↓↓↓

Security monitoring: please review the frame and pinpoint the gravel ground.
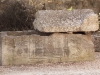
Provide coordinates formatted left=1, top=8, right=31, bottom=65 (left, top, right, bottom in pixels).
left=0, top=52, right=100, bottom=75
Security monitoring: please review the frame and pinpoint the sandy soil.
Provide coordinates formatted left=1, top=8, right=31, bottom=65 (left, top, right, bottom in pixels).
left=0, top=52, right=100, bottom=75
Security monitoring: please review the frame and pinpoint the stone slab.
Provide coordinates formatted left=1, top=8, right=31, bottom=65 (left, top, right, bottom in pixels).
left=33, top=9, right=99, bottom=32
left=0, top=31, right=95, bottom=65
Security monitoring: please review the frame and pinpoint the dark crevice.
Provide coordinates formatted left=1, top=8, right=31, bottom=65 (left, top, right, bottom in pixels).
left=60, top=32, right=86, bottom=35
left=73, top=32, right=86, bottom=35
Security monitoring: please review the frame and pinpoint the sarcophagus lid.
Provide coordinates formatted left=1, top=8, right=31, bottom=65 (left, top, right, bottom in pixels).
left=33, top=9, right=99, bottom=32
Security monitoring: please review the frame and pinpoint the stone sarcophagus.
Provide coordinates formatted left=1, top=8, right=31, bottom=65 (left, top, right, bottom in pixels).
left=0, top=9, right=99, bottom=66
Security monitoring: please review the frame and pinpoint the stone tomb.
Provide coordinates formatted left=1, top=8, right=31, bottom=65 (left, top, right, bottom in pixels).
left=0, top=31, right=95, bottom=65
left=0, top=9, right=99, bottom=65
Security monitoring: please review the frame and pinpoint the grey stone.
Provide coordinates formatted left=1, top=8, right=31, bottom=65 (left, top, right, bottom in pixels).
left=0, top=31, right=95, bottom=65
left=92, top=32, right=100, bottom=52
left=33, top=9, right=99, bottom=32
left=83, top=0, right=89, bottom=7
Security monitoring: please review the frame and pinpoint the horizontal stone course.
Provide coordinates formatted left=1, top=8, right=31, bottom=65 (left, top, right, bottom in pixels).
left=33, top=9, right=99, bottom=32
left=0, top=31, right=94, bottom=65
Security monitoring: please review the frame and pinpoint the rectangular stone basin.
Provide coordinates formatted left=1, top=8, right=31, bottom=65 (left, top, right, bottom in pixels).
left=0, top=31, right=94, bottom=66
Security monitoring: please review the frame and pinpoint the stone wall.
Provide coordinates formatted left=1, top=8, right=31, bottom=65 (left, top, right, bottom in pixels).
left=92, top=32, right=100, bottom=52
left=10, top=0, right=100, bottom=13
left=17, top=0, right=100, bottom=13
left=0, top=0, right=100, bottom=31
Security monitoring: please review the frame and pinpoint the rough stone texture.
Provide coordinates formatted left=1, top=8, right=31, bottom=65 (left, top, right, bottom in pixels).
left=0, top=31, right=94, bottom=66
left=92, top=31, right=100, bottom=52
left=33, top=9, right=99, bottom=32
left=0, top=0, right=100, bottom=14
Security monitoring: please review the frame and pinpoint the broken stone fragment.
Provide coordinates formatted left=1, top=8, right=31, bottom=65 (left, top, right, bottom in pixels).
left=33, top=9, right=99, bottom=32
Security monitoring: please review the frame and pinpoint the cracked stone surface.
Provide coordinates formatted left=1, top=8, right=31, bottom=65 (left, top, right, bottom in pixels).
left=33, top=9, right=99, bottom=32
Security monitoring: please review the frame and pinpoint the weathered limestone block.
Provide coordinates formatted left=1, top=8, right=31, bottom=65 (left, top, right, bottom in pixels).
left=0, top=31, right=94, bottom=65
left=33, top=9, right=99, bottom=32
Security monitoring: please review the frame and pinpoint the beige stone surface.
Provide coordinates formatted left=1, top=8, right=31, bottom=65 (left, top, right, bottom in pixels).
left=33, top=9, right=99, bottom=32
left=0, top=31, right=94, bottom=65
left=0, top=53, right=100, bottom=75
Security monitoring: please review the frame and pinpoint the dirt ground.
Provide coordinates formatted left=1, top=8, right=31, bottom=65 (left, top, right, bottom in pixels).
left=0, top=52, right=100, bottom=75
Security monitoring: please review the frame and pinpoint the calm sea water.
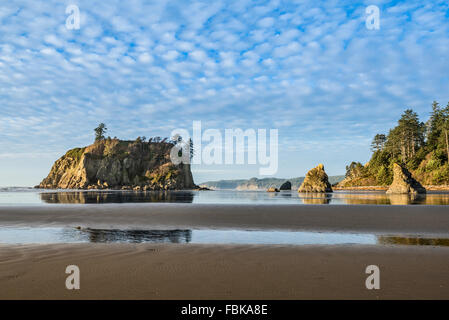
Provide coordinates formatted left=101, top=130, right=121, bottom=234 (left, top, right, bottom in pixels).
left=1, top=187, right=449, bottom=206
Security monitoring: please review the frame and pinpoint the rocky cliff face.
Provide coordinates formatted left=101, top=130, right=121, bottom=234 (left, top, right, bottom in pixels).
left=386, top=163, right=426, bottom=194
left=38, top=139, right=195, bottom=190
left=298, top=164, right=333, bottom=193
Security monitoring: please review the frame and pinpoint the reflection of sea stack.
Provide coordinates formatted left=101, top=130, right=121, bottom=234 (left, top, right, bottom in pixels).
left=387, top=194, right=416, bottom=205
left=386, top=163, right=426, bottom=195
left=298, top=164, right=333, bottom=193
left=300, top=193, right=330, bottom=204
left=279, top=181, right=292, bottom=190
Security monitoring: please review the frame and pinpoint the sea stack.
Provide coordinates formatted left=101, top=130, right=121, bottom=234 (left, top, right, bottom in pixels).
left=279, top=181, right=292, bottom=190
left=267, top=187, right=280, bottom=192
left=298, top=164, right=333, bottom=193
left=386, top=163, right=426, bottom=194
left=38, top=138, right=195, bottom=190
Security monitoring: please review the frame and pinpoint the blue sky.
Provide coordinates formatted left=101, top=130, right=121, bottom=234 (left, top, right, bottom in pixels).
left=0, top=0, right=448, bottom=186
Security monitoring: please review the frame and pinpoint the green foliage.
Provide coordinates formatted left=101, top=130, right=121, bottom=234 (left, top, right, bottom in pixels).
left=407, top=147, right=427, bottom=170
left=344, top=101, right=449, bottom=187
left=345, top=161, right=365, bottom=178
left=376, top=166, right=392, bottom=185
left=428, top=149, right=447, bottom=168
left=367, top=150, right=393, bottom=185
left=426, top=101, right=444, bottom=149
left=386, top=109, right=425, bottom=162
left=65, top=148, right=85, bottom=161
left=371, top=134, right=386, bottom=152
left=432, top=164, right=449, bottom=184
left=426, top=158, right=440, bottom=172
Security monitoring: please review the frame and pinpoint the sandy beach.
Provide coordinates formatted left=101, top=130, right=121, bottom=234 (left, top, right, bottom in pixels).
left=1, top=204, right=449, bottom=299
left=0, top=243, right=448, bottom=299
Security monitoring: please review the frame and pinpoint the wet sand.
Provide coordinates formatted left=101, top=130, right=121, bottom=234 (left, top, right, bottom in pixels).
left=1, top=243, right=448, bottom=299
left=1, top=204, right=449, bottom=235
left=1, top=204, right=449, bottom=299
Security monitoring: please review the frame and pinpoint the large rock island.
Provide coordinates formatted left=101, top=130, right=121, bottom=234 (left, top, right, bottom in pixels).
left=298, top=164, right=333, bottom=193
left=38, top=138, right=195, bottom=190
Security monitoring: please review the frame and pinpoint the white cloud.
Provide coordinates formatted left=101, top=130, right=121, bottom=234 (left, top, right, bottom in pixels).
left=161, top=50, right=180, bottom=61
left=138, top=52, right=153, bottom=64
left=189, top=50, right=208, bottom=62
left=0, top=0, right=448, bottom=185
left=257, top=17, right=275, bottom=28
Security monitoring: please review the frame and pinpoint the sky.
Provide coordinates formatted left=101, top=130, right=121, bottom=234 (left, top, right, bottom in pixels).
left=0, top=0, right=448, bottom=186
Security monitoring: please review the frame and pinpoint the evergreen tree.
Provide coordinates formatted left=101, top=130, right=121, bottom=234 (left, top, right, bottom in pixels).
left=443, top=102, right=449, bottom=164
left=371, top=134, right=386, bottom=152
left=344, top=101, right=449, bottom=186
left=386, top=109, right=424, bottom=162
left=427, top=101, right=444, bottom=149
left=94, top=123, right=107, bottom=141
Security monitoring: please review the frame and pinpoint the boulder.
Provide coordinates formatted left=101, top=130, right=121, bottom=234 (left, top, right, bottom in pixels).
left=298, top=164, right=333, bottom=193
left=279, top=181, right=292, bottom=190
left=267, top=187, right=280, bottom=192
left=386, top=163, right=426, bottom=194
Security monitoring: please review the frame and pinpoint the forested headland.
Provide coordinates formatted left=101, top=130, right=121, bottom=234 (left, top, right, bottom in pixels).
left=339, top=101, right=449, bottom=187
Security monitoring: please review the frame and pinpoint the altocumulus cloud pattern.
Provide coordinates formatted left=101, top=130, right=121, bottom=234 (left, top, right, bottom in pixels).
left=0, top=0, right=448, bottom=184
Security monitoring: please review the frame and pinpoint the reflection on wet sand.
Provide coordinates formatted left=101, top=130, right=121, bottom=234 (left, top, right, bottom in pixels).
left=335, top=193, right=390, bottom=205
left=336, top=192, right=449, bottom=205
left=224, top=191, right=449, bottom=205
left=33, top=190, right=449, bottom=205
left=378, top=235, right=449, bottom=247
left=77, top=228, right=192, bottom=243
left=40, top=191, right=194, bottom=204
left=299, top=193, right=331, bottom=204
left=75, top=228, right=449, bottom=247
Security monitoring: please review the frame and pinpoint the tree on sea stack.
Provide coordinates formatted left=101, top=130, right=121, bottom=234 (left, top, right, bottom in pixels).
left=298, top=164, right=333, bottom=193
left=386, top=163, right=426, bottom=194
left=94, top=123, right=107, bottom=142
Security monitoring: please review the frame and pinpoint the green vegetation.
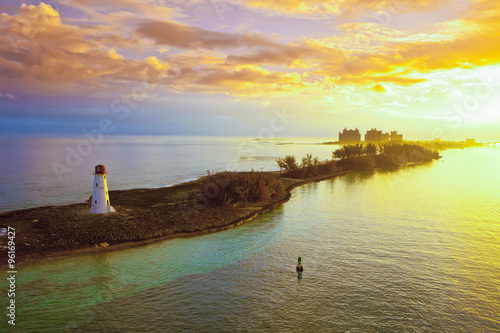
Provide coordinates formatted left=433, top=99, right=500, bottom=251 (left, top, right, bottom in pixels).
left=332, top=143, right=379, bottom=159
left=301, top=153, right=320, bottom=169
left=277, top=153, right=338, bottom=178
left=276, top=155, right=299, bottom=171
left=200, top=171, right=286, bottom=206
left=278, top=143, right=441, bottom=180
left=377, top=143, right=440, bottom=165
left=332, top=143, right=439, bottom=162
left=333, top=143, right=364, bottom=159
left=364, top=143, right=378, bottom=155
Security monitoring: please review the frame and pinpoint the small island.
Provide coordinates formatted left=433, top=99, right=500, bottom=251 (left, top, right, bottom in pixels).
left=0, top=143, right=440, bottom=265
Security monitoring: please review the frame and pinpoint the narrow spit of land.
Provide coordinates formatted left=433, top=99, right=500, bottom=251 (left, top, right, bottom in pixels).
left=0, top=144, right=441, bottom=265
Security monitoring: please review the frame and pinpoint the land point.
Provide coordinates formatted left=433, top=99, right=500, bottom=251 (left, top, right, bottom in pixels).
left=0, top=143, right=442, bottom=265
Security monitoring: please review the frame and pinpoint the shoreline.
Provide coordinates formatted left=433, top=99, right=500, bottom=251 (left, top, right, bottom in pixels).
left=1, top=146, right=440, bottom=266
left=11, top=190, right=293, bottom=264
left=1, top=168, right=366, bottom=266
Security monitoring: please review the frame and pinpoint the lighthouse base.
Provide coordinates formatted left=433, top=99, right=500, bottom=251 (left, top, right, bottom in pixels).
left=91, top=206, right=116, bottom=214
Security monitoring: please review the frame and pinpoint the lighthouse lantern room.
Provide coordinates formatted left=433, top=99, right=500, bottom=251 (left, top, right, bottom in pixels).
left=91, top=164, right=115, bottom=214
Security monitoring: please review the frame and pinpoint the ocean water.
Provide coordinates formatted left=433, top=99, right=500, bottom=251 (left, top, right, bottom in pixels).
left=0, top=136, right=335, bottom=212
left=0, top=138, right=499, bottom=331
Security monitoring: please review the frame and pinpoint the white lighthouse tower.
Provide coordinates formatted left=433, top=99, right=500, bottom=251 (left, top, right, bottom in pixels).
left=91, top=164, right=115, bottom=214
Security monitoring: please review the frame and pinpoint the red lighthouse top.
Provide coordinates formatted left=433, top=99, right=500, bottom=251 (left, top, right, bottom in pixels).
left=94, top=164, right=107, bottom=175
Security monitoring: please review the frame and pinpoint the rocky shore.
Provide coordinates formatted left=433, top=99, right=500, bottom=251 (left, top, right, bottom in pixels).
left=0, top=174, right=303, bottom=265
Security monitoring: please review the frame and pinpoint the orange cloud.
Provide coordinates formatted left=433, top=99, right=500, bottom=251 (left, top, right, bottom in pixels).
left=371, top=83, right=386, bottom=92
left=0, top=3, right=174, bottom=96
left=236, top=0, right=450, bottom=19
left=135, top=20, right=281, bottom=50
left=225, top=44, right=321, bottom=66
left=1, top=0, right=500, bottom=101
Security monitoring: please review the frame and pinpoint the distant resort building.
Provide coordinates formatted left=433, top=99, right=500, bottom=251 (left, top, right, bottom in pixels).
left=339, top=128, right=361, bottom=144
left=390, top=131, right=403, bottom=142
left=465, top=138, right=476, bottom=146
left=364, top=128, right=390, bottom=143
left=339, top=127, right=404, bottom=143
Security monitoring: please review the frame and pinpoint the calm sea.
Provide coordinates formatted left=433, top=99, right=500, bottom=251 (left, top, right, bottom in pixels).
left=0, top=137, right=499, bottom=332
left=0, top=136, right=335, bottom=212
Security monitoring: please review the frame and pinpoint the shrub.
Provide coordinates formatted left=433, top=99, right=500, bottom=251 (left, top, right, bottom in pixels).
left=337, top=156, right=376, bottom=171
left=278, top=154, right=340, bottom=179
left=317, top=160, right=338, bottom=174
left=276, top=155, right=298, bottom=171
left=380, top=143, right=438, bottom=163
left=374, top=154, right=398, bottom=168
left=201, top=171, right=286, bottom=206
left=333, top=144, right=364, bottom=159
left=301, top=154, right=314, bottom=168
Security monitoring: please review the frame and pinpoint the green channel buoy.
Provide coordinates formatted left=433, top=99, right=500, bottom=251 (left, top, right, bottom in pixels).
left=296, top=255, right=304, bottom=272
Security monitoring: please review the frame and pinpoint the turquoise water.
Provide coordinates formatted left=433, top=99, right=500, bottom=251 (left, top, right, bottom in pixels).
left=1, top=147, right=499, bottom=331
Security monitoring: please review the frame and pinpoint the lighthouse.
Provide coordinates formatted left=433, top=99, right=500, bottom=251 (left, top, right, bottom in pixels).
left=90, top=164, right=115, bottom=214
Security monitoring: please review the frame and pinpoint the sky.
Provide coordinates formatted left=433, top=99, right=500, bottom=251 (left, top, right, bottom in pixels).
left=0, top=0, right=499, bottom=141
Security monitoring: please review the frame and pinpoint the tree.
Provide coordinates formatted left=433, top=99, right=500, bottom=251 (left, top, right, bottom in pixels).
left=276, top=158, right=286, bottom=171
left=333, top=144, right=362, bottom=159
left=301, top=153, right=314, bottom=168
left=333, top=146, right=348, bottom=159
left=333, top=147, right=344, bottom=159
left=364, top=143, right=377, bottom=155
left=284, top=155, right=298, bottom=170
left=353, top=144, right=364, bottom=157
left=276, top=155, right=299, bottom=171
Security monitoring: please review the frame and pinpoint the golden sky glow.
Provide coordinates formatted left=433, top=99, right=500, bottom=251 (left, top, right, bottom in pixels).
left=0, top=0, right=499, bottom=139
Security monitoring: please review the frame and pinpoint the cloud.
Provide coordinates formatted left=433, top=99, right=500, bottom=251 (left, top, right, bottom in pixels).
left=371, top=83, right=386, bottom=92
left=0, top=3, right=177, bottom=95
left=0, top=92, right=16, bottom=99
left=135, top=19, right=280, bottom=50
left=1, top=0, right=500, bottom=102
left=66, top=0, right=179, bottom=20
left=225, top=44, right=322, bottom=66
left=233, top=0, right=449, bottom=19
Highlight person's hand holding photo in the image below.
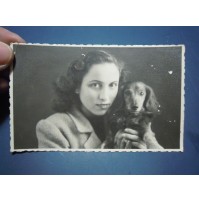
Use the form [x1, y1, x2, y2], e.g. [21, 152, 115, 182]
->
[0, 27, 25, 122]
[0, 27, 25, 93]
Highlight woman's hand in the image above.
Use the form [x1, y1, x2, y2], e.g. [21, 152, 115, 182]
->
[114, 128, 147, 149]
[0, 27, 25, 93]
[142, 123, 164, 149]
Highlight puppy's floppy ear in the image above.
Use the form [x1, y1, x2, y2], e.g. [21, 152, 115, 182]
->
[144, 85, 159, 114]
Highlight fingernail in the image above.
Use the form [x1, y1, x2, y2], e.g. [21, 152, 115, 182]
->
[0, 42, 13, 67]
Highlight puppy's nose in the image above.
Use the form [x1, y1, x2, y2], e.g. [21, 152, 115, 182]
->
[131, 106, 138, 111]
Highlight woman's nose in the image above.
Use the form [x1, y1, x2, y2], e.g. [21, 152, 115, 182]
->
[99, 87, 109, 101]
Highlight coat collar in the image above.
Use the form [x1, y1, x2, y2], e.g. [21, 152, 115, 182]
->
[67, 106, 93, 133]
[67, 106, 102, 148]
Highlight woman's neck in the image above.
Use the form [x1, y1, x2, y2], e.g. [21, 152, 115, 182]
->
[79, 103, 103, 120]
[78, 104, 107, 141]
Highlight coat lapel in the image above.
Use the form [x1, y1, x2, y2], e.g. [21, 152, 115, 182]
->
[84, 132, 102, 149]
[68, 107, 102, 148]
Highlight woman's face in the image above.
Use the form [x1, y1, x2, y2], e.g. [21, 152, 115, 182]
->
[79, 62, 120, 117]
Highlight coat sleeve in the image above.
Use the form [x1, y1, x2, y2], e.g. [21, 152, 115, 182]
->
[36, 119, 70, 149]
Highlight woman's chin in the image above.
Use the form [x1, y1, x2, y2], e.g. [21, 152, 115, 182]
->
[92, 109, 108, 116]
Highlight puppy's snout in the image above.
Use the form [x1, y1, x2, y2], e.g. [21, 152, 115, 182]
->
[131, 106, 138, 111]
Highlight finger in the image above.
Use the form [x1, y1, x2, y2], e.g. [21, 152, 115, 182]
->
[121, 133, 140, 141]
[100, 141, 106, 149]
[0, 42, 14, 71]
[124, 128, 139, 135]
[125, 140, 132, 149]
[119, 138, 127, 149]
[131, 141, 147, 149]
[114, 130, 123, 148]
[0, 27, 25, 44]
[114, 136, 122, 149]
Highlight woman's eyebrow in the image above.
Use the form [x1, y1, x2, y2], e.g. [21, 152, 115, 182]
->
[88, 80, 119, 84]
[89, 80, 102, 83]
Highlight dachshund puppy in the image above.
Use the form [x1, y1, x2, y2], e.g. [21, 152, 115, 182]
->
[105, 81, 163, 149]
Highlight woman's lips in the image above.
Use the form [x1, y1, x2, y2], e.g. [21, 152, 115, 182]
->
[96, 104, 110, 109]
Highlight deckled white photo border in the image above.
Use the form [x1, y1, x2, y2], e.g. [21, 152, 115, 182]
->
[10, 44, 185, 153]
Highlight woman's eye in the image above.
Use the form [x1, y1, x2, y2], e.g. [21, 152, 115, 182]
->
[90, 83, 101, 89]
[110, 82, 118, 88]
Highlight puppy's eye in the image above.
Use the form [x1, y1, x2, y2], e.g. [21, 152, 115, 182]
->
[140, 91, 145, 96]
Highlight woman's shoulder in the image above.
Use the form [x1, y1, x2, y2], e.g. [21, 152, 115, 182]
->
[36, 112, 75, 131]
[36, 113, 74, 148]
[43, 112, 70, 122]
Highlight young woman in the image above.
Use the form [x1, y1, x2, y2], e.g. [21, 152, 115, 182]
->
[36, 50, 162, 149]
[0, 28, 162, 149]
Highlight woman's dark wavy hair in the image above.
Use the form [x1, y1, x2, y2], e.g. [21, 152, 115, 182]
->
[53, 50, 128, 112]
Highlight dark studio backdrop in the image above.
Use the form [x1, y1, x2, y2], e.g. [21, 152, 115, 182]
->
[0, 26, 199, 175]
[13, 45, 182, 150]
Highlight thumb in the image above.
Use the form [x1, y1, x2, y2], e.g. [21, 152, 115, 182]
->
[0, 42, 13, 71]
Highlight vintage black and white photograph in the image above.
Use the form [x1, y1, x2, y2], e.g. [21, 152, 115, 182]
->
[10, 44, 184, 152]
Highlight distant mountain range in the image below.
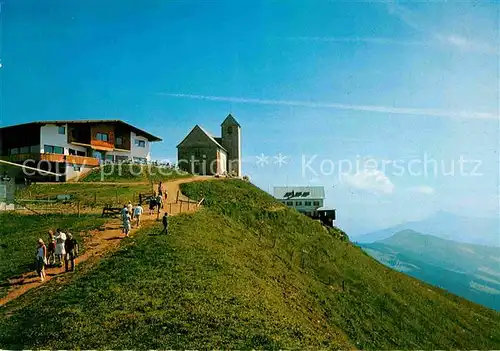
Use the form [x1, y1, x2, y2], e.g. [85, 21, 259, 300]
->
[359, 230, 500, 310]
[354, 211, 499, 247]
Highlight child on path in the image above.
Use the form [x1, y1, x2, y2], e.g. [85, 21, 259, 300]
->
[35, 239, 47, 281]
[161, 212, 169, 235]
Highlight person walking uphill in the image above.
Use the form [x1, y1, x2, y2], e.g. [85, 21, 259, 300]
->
[54, 229, 66, 267]
[161, 212, 169, 235]
[47, 230, 56, 267]
[35, 239, 47, 281]
[158, 182, 163, 198]
[134, 203, 143, 228]
[64, 233, 79, 272]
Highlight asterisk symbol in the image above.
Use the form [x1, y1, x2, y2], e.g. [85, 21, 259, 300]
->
[274, 153, 288, 167]
[256, 153, 269, 167]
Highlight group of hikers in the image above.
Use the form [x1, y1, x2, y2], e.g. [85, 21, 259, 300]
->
[121, 181, 169, 237]
[35, 228, 79, 281]
[34, 182, 169, 282]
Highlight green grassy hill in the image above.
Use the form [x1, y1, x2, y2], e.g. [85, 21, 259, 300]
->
[359, 230, 500, 310]
[1, 180, 499, 349]
[0, 213, 106, 298]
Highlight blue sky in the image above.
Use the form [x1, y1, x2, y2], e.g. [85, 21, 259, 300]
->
[1, 0, 498, 235]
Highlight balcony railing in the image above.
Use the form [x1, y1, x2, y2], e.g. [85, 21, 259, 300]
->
[0, 153, 100, 167]
[41, 153, 100, 166]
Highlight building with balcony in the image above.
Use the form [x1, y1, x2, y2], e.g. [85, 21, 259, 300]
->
[0, 120, 162, 182]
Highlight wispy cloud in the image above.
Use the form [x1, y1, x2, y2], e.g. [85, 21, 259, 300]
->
[287, 36, 430, 47]
[409, 185, 435, 195]
[157, 93, 498, 120]
[386, 1, 498, 55]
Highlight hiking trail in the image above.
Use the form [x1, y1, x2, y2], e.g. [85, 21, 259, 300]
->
[0, 176, 213, 308]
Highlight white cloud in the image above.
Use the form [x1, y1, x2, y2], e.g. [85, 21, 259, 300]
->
[409, 185, 435, 195]
[386, 1, 498, 55]
[341, 169, 395, 195]
[157, 93, 497, 120]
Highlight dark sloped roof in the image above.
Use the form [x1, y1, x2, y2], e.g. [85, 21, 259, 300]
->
[221, 113, 241, 127]
[176, 125, 227, 151]
[273, 186, 326, 199]
[0, 119, 162, 141]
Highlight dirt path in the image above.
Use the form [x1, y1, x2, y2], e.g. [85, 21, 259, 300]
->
[0, 176, 214, 307]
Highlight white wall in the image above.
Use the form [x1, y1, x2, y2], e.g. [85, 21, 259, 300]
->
[130, 131, 151, 161]
[106, 149, 132, 163]
[40, 124, 86, 155]
[219, 150, 227, 174]
[65, 163, 94, 181]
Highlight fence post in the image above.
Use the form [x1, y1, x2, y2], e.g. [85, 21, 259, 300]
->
[169, 202, 172, 213]
[176, 190, 179, 203]
[188, 201, 190, 211]
[179, 201, 183, 213]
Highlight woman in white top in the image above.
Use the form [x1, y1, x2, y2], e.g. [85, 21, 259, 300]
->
[35, 239, 47, 281]
[54, 229, 66, 266]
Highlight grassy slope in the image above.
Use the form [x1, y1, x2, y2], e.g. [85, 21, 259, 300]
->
[80, 164, 190, 183]
[16, 183, 152, 207]
[0, 180, 499, 349]
[0, 213, 106, 297]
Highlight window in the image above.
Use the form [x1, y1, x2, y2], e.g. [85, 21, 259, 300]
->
[58, 126, 66, 135]
[44, 145, 64, 154]
[19, 146, 29, 154]
[96, 132, 109, 142]
[134, 139, 145, 148]
[9, 148, 19, 155]
[30, 145, 39, 153]
[194, 149, 201, 157]
[286, 201, 293, 206]
[69, 149, 76, 155]
[313, 201, 320, 206]
[106, 155, 114, 161]
[295, 201, 303, 206]
[227, 126, 233, 134]
[76, 150, 86, 156]
[73, 164, 81, 171]
[115, 137, 122, 145]
[305, 201, 312, 206]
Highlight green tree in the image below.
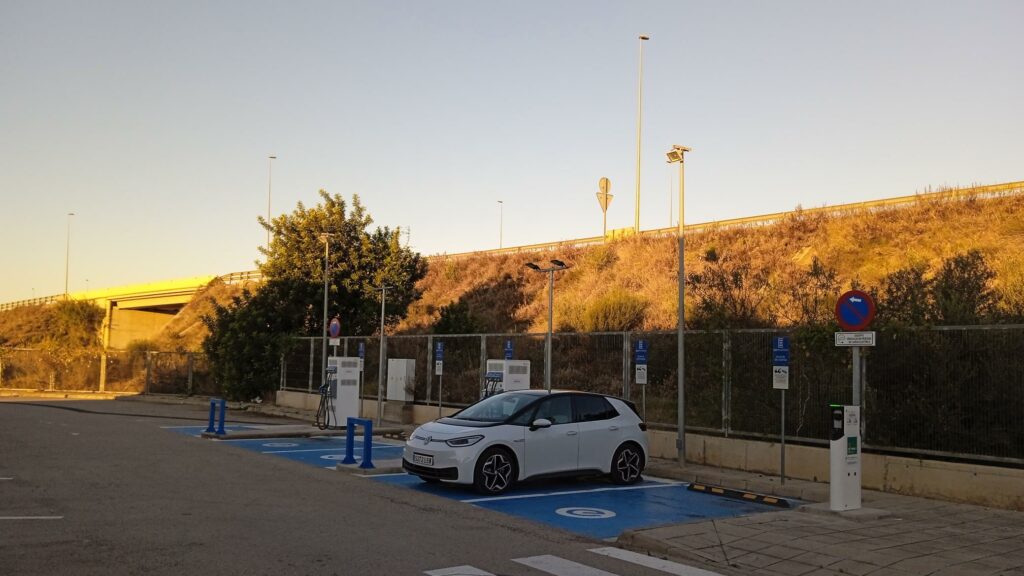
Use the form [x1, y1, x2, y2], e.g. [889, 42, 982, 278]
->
[931, 250, 998, 324]
[687, 248, 775, 329]
[204, 191, 427, 399]
[878, 263, 931, 326]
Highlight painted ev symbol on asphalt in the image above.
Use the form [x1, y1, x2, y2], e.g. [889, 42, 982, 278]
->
[262, 442, 299, 448]
[320, 454, 347, 460]
[555, 507, 617, 519]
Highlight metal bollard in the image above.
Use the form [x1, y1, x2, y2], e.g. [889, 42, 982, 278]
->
[216, 398, 227, 435]
[205, 398, 217, 433]
[341, 417, 374, 469]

↑↑↑

● What you should do
Filter the listing by the string "person"; copy each matching line.

● Written solution
Highlight person's hand holding photo in the image below.
Highlight person walking uphill in the image above.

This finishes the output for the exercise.